SELECTION
--- Begin ---
Monday, July 6th, 2009

On Twitter, Kindly Reader @jrl7 (in real life, John Lambert at Microsoft) asks “Is there an example of testability that doesn’t involve improving ability to automate? (improved specs?)“.

(Update, June 5 2014: For a fast and updated answer, see Heuristics of Software Testability.)

Yup. If testing is questioning a product in order to evaluate it, then testability is anything that makes it easier to question or evaluate that product. So testability is anything that makes the program faster or easier to test on some level. Anything that slows down testing or makes it harder reduces testability, which gives bugs an opportunity to hide for longer, or to conceal themselves better.

To me, testability is enabled, extended, enhanced, accelerated or intensified by initiating or improving on some of the things below, either on their own or in combination with others. That suggests that testability ideas are media, in the McLuhan sense. Thus each idea comes with a cautionary note.  As McLuhan pointed out, when a medium is stretched beyond its original or intended capacities, it reverses into the opposite of the intended effect. So the following ideas are heuristic, which means that any of these things could help, but might fail to help or might make things worse if considered or applied automatically or unwisely.

In accordance with Joel Spolsky’s Law of Leaky Abstractions, I’ve classified them into a few leaky categories.

Product Elements

  • Scriptable interfaces to the product, so that we can drive it more easily with automation.
  • Logging of inputs, outputs, or activities within the program. Structure helps; time stamps help; a variety of levels of detail help.
  • Real-time monitoring of the internals of the application via another window, a debug port, or output over the network—anything like that. Printers, for example, often come with displays that can tell us something about what’s going on.
  • Internal consistency checks within the program. For example, if functions depend on network connectivity, and the connection is lost, the application can let us know that instead of simply failing a function.
  • Overall simplicity and modularity of the application, especially in the separation of user interface code from program code. This one needs to be balanced with the knowledge that simpler modules tends to mean more numerous modules, which leads to growth in the number of interfaces, which in turn may mean more interface problems. There are no free lunches, but maybe there are less expensive lunches. Note also that simplicity and complexity are not attributes of a program; they’re relationships between the program and the person observing it. What looks horribly complex to a tester might look simple and elegant to a programmer; what looks frightfully complex to the programmer might look straightforward to a marketer.
  • Use of resource files for localization support, rather than hard-coding of location-dependent strings, dialogs, currencies, time formats, and the like.
--- End ---
SOURCE MATERIAL
--- Begin ---
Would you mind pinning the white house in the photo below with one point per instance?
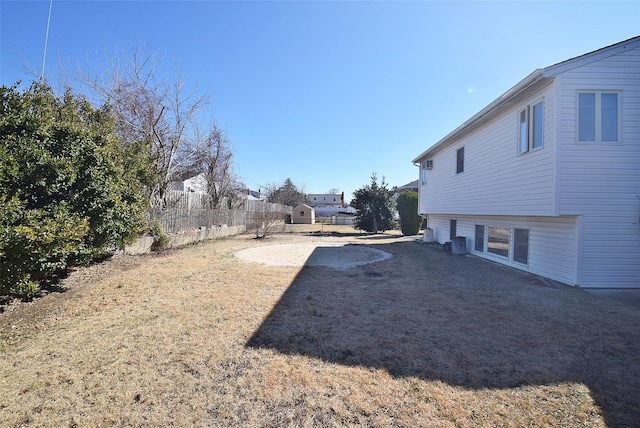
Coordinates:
(546, 178)
(326, 200)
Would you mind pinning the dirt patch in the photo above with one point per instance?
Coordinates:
(330, 252)
(200, 337)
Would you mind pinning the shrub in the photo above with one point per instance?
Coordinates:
(410, 220)
(66, 195)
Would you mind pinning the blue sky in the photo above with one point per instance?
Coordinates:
(324, 93)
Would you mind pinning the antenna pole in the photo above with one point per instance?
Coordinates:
(46, 40)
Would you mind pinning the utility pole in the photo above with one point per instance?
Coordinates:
(46, 41)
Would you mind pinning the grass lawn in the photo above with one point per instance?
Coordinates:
(198, 337)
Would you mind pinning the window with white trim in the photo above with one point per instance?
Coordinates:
(479, 238)
(498, 240)
(460, 160)
(530, 127)
(599, 116)
(424, 172)
(521, 245)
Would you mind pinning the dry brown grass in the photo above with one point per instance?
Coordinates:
(196, 337)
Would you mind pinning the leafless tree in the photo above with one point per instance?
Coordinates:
(150, 110)
(211, 155)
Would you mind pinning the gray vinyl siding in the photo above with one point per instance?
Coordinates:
(496, 179)
(601, 181)
(552, 242)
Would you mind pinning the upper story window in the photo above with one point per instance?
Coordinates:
(425, 166)
(599, 116)
(530, 127)
(460, 160)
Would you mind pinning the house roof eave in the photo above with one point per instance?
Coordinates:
(529, 84)
(526, 86)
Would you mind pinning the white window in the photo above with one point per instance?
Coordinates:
(521, 245)
(479, 240)
(498, 241)
(424, 172)
(599, 117)
(530, 127)
(460, 160)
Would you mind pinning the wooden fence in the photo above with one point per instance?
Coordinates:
(188, 211)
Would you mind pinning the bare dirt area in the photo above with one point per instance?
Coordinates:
(317, 330)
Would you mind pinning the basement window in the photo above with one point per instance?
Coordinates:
(498, 241)
(521, 246)
(479, 241)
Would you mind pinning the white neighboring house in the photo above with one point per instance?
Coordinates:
(195, 184)
(329, 204)
(546, 178)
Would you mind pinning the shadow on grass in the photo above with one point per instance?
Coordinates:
(461, 320)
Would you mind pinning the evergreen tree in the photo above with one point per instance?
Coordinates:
(374, 207)
(287, 194)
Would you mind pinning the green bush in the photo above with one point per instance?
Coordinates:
(410, 220)
(160, 238)
(68, 189)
--- End ---
WORK TO DO
1. Can you sum up the testability post in two sentences?
2. Could you repeat, word for word, the records from the line with "Would you mind pinning the white window" up to and including the last line of the records?

TASK ANSWERS
1. Testability is anything that makes a program faster or easier to question or evaluate, while anything that slows testing or makes it harder reduces testability and gives bugs a chance to hide longer or better. The listed ideas for improving it, such as scriptable interfaces, logging, real-time monitoring, internal consistency checks, simplicity and modularity, and resource files for localization, are heuristic and might fail to help or make things worse if applied automatically or unwisely.

2.
Would you mind pinning the white window in the photo above with one point per instance?
Coordinates:
(521, 245)
(479, 240)
(498, 241)
(424, 172)
(599, 117)
(530, 127)
(460, 160)
Would you mind pinning the wooden fence in the photo above with one point per instance?
Coordinates:
(188, 211)
Would you mind pinning the bare dirt area in the photo above with one point per instance?
Coordinates:
(317, 330)
Would you mind pinning the basement window in the photo above with one point per instance?
Coordinates:
(498, 241)
(521, 246)
(479, 241)
Would you mind pinning the white neighboring house in the photo above with one point per instance?
Coordinates:
(195, 184)
(329, 204)
(546, 178)
Would you mind pinning the shadow on grass in the photo above with one point per instance?
Coordinates:
(461, 320)
Would you mind pinning the evergreen tree in the photo above with one point per instance?
Coordinates:
(374, 207)
(287, 194)
Would you mind pinning the green bush in the photo above with one point per instance?
Coordinates:
(410, 220)
(160, 238)
(68, 189)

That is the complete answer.